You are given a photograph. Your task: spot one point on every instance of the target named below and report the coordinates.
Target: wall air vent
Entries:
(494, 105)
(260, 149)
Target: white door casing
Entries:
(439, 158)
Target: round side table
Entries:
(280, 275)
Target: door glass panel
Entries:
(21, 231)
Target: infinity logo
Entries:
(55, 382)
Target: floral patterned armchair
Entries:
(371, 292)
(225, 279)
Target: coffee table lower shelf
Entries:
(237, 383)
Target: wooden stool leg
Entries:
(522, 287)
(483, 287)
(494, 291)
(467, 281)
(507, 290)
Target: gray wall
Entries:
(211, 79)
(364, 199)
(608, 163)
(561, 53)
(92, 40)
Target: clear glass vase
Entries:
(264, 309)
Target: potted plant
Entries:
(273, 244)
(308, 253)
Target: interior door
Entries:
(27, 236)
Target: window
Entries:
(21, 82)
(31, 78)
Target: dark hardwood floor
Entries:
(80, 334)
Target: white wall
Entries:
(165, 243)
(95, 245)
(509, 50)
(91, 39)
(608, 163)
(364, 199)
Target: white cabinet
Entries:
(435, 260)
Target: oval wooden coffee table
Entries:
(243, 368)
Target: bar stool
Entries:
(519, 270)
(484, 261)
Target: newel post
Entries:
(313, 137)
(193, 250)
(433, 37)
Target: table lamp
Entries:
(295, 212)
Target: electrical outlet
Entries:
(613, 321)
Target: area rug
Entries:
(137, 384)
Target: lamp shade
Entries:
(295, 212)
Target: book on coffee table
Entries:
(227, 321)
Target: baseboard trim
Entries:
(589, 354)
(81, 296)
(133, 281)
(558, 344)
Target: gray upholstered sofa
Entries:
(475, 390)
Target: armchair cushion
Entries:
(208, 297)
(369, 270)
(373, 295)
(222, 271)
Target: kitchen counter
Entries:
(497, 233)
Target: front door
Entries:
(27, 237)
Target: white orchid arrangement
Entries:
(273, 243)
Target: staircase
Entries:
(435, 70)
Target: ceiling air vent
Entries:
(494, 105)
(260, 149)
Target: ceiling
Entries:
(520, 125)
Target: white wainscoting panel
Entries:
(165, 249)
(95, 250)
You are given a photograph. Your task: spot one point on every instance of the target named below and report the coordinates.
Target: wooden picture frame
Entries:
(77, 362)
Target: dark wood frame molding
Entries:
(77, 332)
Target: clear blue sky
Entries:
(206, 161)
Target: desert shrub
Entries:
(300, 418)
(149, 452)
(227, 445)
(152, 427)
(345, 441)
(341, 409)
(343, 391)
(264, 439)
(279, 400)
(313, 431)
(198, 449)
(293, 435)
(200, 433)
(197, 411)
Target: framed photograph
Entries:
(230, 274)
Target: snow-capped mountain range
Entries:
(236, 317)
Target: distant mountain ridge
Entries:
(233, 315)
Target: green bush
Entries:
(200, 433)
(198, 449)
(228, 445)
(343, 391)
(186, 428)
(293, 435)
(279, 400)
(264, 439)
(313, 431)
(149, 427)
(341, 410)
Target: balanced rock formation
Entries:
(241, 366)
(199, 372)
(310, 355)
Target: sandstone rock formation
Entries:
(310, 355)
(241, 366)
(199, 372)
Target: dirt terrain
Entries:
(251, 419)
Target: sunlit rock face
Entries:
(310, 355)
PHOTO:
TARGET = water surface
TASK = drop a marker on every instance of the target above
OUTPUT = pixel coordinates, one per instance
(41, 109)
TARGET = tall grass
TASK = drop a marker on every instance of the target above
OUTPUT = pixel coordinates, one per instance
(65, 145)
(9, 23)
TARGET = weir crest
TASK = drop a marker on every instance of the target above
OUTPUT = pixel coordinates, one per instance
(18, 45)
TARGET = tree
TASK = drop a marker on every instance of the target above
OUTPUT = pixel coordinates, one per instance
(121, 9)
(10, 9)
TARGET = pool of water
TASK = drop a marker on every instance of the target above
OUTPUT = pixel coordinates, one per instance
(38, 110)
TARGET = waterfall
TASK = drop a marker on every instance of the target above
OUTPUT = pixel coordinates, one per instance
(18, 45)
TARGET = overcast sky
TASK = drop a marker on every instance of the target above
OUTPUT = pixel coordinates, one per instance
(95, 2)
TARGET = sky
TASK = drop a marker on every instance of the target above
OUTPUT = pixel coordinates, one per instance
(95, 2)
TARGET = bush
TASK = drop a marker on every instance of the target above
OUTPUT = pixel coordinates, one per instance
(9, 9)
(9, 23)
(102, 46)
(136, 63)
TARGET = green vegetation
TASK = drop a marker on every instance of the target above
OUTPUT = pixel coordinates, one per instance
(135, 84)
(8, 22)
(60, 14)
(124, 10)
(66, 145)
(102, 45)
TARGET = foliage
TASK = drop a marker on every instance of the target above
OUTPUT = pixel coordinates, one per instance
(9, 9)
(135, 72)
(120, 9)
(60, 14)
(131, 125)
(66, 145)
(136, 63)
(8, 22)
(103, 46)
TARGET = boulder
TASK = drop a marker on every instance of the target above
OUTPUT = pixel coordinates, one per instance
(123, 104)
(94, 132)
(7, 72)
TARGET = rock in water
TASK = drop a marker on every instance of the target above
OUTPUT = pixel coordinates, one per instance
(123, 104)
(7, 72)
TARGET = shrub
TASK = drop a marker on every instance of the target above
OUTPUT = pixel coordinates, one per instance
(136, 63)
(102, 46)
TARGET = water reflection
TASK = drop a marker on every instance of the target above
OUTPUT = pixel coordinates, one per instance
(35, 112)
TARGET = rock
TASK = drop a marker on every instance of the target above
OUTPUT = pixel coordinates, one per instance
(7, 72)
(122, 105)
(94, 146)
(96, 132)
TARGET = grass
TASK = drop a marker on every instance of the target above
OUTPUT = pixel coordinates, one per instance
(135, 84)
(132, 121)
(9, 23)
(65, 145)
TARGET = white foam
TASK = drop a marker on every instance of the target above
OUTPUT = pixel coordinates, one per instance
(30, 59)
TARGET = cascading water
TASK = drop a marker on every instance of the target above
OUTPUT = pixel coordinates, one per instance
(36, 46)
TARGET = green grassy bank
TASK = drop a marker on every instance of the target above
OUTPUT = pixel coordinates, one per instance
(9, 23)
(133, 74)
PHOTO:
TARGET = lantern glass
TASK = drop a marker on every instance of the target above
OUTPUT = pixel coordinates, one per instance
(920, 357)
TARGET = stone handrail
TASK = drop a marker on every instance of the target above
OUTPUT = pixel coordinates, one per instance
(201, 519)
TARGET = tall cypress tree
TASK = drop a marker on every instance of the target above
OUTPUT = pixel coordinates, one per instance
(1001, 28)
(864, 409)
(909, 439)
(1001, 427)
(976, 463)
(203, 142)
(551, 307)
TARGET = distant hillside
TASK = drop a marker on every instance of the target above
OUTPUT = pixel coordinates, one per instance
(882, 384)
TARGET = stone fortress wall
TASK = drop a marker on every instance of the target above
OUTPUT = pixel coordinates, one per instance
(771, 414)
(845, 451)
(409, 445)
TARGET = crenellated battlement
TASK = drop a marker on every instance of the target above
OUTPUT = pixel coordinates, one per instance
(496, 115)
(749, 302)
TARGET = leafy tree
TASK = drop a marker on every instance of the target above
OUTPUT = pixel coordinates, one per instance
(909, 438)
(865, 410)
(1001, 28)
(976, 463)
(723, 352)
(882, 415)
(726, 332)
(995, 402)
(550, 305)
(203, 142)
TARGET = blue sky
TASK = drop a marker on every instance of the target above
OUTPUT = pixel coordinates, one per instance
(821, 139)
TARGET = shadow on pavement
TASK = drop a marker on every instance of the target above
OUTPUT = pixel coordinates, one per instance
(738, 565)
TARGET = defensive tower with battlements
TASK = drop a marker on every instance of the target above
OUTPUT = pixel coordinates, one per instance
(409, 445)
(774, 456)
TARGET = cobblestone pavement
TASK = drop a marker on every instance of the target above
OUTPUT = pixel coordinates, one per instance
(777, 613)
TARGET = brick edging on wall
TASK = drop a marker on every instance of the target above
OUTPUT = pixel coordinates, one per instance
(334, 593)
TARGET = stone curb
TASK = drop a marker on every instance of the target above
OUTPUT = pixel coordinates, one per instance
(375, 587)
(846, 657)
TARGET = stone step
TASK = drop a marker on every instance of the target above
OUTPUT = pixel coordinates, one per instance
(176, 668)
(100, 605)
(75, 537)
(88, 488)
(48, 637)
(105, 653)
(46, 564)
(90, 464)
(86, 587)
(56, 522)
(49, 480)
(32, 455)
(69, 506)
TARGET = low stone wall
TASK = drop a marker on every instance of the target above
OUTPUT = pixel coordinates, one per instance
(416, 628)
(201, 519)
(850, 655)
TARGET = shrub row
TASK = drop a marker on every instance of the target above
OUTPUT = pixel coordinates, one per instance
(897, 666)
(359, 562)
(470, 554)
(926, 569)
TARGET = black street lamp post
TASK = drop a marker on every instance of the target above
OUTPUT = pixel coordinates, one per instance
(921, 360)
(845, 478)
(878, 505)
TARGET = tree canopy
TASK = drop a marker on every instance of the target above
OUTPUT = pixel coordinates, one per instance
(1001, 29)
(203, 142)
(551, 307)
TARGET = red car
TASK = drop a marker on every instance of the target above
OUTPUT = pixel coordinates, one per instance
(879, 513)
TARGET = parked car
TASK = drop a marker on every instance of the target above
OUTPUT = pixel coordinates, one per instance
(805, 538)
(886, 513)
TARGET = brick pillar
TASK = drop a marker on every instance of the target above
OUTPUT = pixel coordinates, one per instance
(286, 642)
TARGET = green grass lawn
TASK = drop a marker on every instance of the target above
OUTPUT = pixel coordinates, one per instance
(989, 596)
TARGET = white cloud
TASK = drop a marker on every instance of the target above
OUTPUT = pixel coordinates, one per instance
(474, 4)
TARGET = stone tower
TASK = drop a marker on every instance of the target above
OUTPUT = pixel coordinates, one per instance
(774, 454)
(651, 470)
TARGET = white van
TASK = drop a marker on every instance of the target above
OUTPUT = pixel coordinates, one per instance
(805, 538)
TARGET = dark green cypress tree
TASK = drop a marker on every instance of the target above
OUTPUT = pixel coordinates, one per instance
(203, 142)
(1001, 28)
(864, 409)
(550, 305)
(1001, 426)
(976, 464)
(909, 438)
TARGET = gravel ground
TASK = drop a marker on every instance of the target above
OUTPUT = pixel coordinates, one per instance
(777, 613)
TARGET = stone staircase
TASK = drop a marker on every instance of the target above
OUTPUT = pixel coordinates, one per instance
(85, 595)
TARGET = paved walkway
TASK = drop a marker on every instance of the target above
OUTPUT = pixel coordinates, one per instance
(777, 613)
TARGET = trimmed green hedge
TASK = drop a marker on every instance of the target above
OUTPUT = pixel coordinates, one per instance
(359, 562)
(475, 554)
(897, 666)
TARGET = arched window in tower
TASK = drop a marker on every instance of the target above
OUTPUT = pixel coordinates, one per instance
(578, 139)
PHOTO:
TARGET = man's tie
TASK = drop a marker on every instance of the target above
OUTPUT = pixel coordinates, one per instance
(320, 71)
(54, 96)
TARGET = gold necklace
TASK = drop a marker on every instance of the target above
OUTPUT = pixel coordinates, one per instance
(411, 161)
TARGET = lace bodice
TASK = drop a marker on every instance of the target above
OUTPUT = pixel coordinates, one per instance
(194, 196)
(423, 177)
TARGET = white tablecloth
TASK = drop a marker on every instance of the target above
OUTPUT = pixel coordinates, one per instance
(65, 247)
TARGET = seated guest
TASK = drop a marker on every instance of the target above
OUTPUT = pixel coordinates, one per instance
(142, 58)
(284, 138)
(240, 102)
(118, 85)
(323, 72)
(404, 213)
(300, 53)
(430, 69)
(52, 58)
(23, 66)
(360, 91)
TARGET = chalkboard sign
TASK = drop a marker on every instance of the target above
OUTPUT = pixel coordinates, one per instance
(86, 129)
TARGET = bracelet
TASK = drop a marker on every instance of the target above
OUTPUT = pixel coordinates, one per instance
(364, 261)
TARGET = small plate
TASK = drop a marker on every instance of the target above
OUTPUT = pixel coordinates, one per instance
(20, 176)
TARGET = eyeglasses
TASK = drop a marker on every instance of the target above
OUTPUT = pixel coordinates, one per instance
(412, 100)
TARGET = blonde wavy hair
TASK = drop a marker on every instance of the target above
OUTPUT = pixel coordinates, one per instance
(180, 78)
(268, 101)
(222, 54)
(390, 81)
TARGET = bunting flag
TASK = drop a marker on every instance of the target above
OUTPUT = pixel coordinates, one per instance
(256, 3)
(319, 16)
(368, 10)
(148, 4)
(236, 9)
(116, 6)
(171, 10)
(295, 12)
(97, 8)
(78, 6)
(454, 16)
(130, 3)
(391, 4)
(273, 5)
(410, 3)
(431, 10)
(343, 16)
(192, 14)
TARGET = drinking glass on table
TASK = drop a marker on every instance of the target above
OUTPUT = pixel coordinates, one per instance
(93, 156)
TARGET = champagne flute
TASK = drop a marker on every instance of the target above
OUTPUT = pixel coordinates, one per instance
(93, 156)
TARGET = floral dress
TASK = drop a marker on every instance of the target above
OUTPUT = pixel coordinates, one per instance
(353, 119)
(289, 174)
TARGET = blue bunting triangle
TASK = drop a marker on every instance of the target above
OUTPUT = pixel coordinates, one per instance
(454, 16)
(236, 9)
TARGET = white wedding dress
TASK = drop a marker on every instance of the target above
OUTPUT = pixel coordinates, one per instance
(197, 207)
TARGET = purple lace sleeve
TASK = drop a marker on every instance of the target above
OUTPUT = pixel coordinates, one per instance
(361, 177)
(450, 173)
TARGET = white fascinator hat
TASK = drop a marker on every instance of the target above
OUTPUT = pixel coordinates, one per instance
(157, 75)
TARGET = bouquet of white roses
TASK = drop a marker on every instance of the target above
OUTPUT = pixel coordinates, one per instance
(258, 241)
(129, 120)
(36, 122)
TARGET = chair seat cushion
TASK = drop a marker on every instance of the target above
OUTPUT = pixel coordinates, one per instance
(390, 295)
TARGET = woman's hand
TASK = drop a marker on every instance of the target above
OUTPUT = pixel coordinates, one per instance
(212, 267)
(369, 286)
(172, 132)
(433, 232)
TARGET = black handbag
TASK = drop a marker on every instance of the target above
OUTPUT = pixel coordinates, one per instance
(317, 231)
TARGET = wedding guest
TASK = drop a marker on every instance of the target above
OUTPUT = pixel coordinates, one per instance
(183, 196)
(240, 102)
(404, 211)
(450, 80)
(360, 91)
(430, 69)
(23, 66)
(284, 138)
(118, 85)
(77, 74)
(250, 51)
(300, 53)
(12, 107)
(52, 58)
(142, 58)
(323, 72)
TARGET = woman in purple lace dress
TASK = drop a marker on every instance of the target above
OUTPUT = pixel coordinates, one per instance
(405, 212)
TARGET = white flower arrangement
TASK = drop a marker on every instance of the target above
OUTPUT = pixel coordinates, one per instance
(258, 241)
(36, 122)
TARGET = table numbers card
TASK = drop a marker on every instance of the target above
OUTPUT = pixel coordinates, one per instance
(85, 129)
━━━━━━━━━━
**Exercise instructions:**
Find the lines above that contain "window" and report their number, without comment.

**Reply:**
2